• _Page_:
◇ ◇ ◇
Opinion
RACANELLI, P. J.
The City of Alameda (City) appeals from a judgment (1) awarding Premier Communications Network, Inc., (Premier) a judgment on the pleadings, and (2) declaring City’s ordinance No. 1991, which imposed a tax upon “television subscription service” businesses, unconstitutional under the First Amendment to the United States Constitution and article I, section 2, of the California Constitution, and enjoining enforcement of the ordinance.
Ordinance No. 1991,
enacted on December 4, 1979, amended the portion of the City’s municipal code dealing with business licenses, by imposing a business license tax of 3 percent of annual gross receipts upon “[e]very person conducting a television subscription service business” and upon businesses providing emergency communications systems or alarms.
City alleged in an amended complaint that Premier was engaged in the television subscription service business in the City, under the name “Home Box Office,” and had failed to pay the business license fee required by ordinance No. 1991. It sought to recover 3 percent of Premier’s gross receipts derived from its business in the City for the fiscal year 1979-1980
and each fiscal year thereafter. In responsive pleadings, Premier admitted nonpayment and denied liability on the ground that the tax violated the constitutional guaranties of free speech and press, and cross-complained to enjoin enforcement of ordinance No. 1991 on the theory that the ordinance was unconstitutional and void as applied to Premier. City’s answer generally denied the cross-complaint’s charging allegations.
At the commencement of trial, on April 21, 1983, the court granted Premier’s motion for judgment on the pleadings on the ground that ordinance No. 1991 violated the First Amendment to the United States Constitution and entered a judgment declaring the ordinance unconstitutional and enjoining its enforcement.
This appeal followed.
Premier is a multipoint distribution service, headquartered in Burlingame, California, which operates under the name “Home Box Office.” It receives signals transmitted from outside the state by satellite at a location in the City of Berkeley and retransmits those signals by microwave to its subscription customers in Bay Area cities, including the City of Alameda. Premier’s customers receive the microwave signals through an antenna leased from Premier for viewing via conventional television receivers. Premier provides programming, not otherwise available to television viewers, which includes recently released motion pictures, specially produced programs, sports events, and other entertainment and news programs.
The First Amendment prohibits the enactment of any law “abridging the freedom of speech, or of the press . . .,” and is applicable to state and municipal action pursuant to the Fourteenth Amendment.
◇ ◇ ◇
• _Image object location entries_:
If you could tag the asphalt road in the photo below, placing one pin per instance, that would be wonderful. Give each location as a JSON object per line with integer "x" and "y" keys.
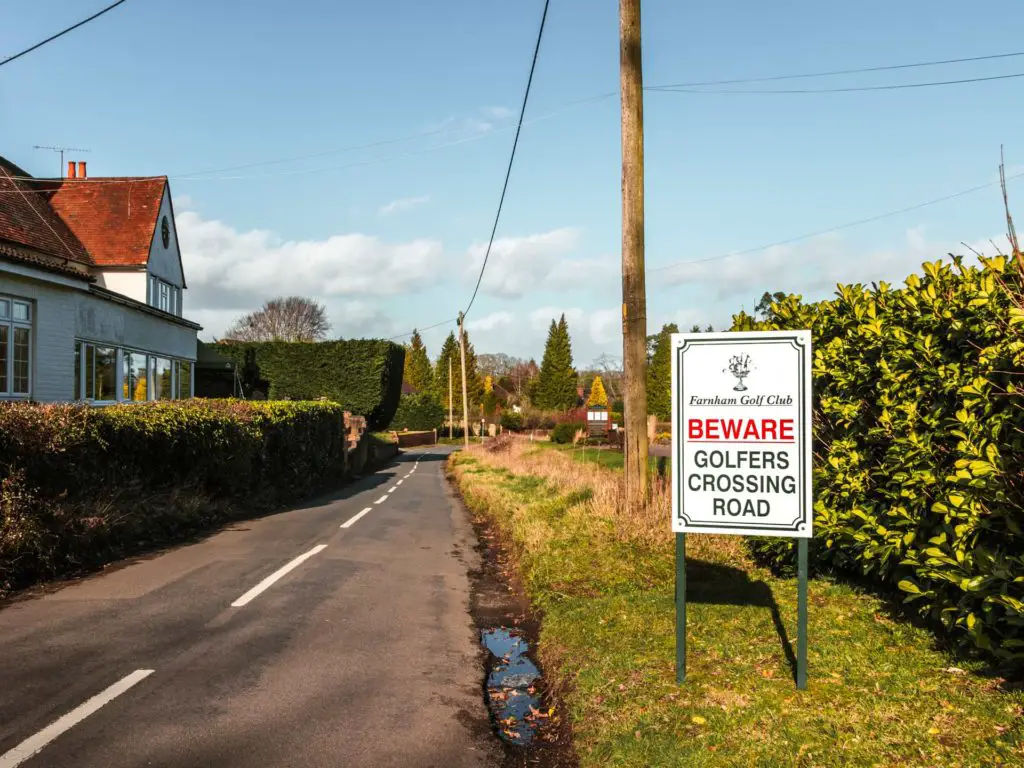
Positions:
{"x": 363, "y": 653}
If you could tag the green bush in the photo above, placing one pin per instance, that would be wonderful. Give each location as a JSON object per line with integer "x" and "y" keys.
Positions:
{"x": 419, "y": 412}
{"x": 512, "y": 421}
{"x": 82, "y": 486}
{"x": 565, "y": 432}
{"x": 361, "y": 375}
{"x": 920, "y": 442}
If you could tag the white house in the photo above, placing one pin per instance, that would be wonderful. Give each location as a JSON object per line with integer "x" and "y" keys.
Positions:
{"x": 90, "y": 290}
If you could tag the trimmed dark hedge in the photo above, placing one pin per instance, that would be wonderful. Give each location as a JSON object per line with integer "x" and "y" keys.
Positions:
{"x": 419, "y": 412}
{"x": 83, "y": 486}
{"x": 919, "y": 437}
{"x": 361, "y": 375}
{"x": 566, "y": 431}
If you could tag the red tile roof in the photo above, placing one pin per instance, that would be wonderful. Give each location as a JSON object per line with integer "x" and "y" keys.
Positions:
{"x": 48, "y": 263}
{"x": 114, "y": 218}
{"x": 27, "y": 220}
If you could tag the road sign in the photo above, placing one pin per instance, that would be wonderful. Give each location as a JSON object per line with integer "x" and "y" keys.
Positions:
{"x": 741, "y": 433}
{"x": 741, "y": 451}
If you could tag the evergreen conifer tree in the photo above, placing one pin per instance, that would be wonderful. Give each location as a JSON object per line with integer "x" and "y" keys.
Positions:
{"x": 597, "y": 394}
{"x": 659, "y": 374}
{"x": 419, "y": 373}
{"x": 557, "y": 386}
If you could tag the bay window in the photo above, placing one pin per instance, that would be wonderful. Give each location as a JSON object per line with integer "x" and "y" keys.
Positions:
{"x": 15, "y": 347}
{"x": 104, "y": 375}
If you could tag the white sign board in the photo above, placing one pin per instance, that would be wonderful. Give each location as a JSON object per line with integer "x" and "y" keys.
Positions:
{"x": 741, "y": 433}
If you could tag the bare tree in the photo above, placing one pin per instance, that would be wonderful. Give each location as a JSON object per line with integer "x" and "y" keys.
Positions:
{"x": 285, "y": 318}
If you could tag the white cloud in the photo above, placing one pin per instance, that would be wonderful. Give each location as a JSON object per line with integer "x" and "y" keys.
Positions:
{"x": 491, "y": 322}
{"x": 402, "y": 204}
{"x": 182, "y": 203}
{"x": 521, "y": 265}
{"x": 229, "y": 272}
{"x": 813, "y": 267}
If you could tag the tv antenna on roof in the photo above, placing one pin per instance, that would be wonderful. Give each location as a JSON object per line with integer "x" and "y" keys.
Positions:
{"x": 60, "y": 150}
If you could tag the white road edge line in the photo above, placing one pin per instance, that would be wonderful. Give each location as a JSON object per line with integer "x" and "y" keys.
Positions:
{"x": 268, "y": 582}
{"x": 34, "y": 744}
{"x": 354, "y": 518}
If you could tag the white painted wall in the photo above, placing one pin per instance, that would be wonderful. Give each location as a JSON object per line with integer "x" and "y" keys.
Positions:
{"x": 165, "y": 262}
{"x": 64, "y": 313}
{"x": 127, "y": 284}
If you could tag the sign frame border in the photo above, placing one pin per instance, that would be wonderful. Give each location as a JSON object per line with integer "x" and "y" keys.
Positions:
{"x": 803, "y": 526}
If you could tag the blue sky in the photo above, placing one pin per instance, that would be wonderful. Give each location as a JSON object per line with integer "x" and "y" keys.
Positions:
{"x": 388, "y": 237}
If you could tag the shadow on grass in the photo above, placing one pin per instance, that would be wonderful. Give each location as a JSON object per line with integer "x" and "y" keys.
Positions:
{"x": 714, "y": 584}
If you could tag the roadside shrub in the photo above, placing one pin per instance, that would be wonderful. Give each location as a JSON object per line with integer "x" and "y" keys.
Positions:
{"x": 419, "y": 412}
{"x": 82, "y": 486}
{"x": 364, "y": 376}
{"x": 512, "y": 421}
{"x": 920, "y": 442}
{"x": 565, "y": 432}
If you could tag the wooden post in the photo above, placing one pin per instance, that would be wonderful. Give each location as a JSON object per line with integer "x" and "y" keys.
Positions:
{"x": 465, "y": 396}
{"x": 634, "y": 289}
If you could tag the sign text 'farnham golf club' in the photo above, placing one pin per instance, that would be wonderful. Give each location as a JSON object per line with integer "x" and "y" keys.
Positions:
{"x": 741, "y": 433}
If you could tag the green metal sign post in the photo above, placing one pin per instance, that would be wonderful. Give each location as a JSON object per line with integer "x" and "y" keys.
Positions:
{"x": 801, "y": 610}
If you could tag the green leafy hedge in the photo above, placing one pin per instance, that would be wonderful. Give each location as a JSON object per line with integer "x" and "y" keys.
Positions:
{"x": 419, "y": 412}
{"x": 920, "y": 443}
{"x": 82, "y": 486}
{"x": 363, "y": 375}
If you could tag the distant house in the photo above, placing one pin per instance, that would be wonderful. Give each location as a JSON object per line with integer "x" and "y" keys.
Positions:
{"x": 90, "y": 290}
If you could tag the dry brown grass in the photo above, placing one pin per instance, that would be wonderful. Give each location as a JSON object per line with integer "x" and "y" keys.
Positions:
{"x": 650, "y": 525}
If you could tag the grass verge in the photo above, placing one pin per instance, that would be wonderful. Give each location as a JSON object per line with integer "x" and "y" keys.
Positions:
{"x": 880, "y": 692}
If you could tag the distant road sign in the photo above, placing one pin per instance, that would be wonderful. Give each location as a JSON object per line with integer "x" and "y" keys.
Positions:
{"x": 741, "y": 433}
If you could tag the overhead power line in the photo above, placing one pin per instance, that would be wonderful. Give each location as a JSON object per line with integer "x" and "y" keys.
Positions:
{"x": 836, "y": 73}
{"x": 849, "y": 89}
{"x": 832, "y": 229}
{"x": 50, "y": 39}
{"x": 428, "y": 328}
{"x": 515, "y": 143}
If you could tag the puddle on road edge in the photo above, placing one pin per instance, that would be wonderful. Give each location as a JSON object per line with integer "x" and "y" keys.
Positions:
{"x": 512, "y": 679}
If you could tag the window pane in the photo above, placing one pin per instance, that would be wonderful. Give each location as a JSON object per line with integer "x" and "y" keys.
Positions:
{"x": 20, "y": 360}
{"x": 78, "y": 370}
{"x": 162, "y": 379}
{"x": 107, "y": 373}
{"x": 90, "y": 384}
{"x": 4, "y": 341}
{"x": 184, "y": 381}
{"x": 135, "y": 382}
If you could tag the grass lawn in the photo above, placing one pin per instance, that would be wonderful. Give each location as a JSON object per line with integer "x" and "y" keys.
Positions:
{"x": 880, "y": 693}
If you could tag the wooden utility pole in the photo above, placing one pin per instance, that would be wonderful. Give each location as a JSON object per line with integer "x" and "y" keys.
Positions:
{"x": 634, "y": 289}
{"x": 465, "y": 397}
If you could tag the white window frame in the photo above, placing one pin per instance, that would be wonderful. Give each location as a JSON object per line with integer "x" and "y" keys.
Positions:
{"x": 12, "y": 324}
{"x": 119, "y": 384}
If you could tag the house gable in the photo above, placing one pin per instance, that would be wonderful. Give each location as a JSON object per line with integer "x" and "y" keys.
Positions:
{"x": 165, "y": 261}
◇ ◇ ◇
• _Problem to work on_:
According to the court opinion, on what date was ordinance No. 1991 enacted?

• _Complete response_:
December 4, 1979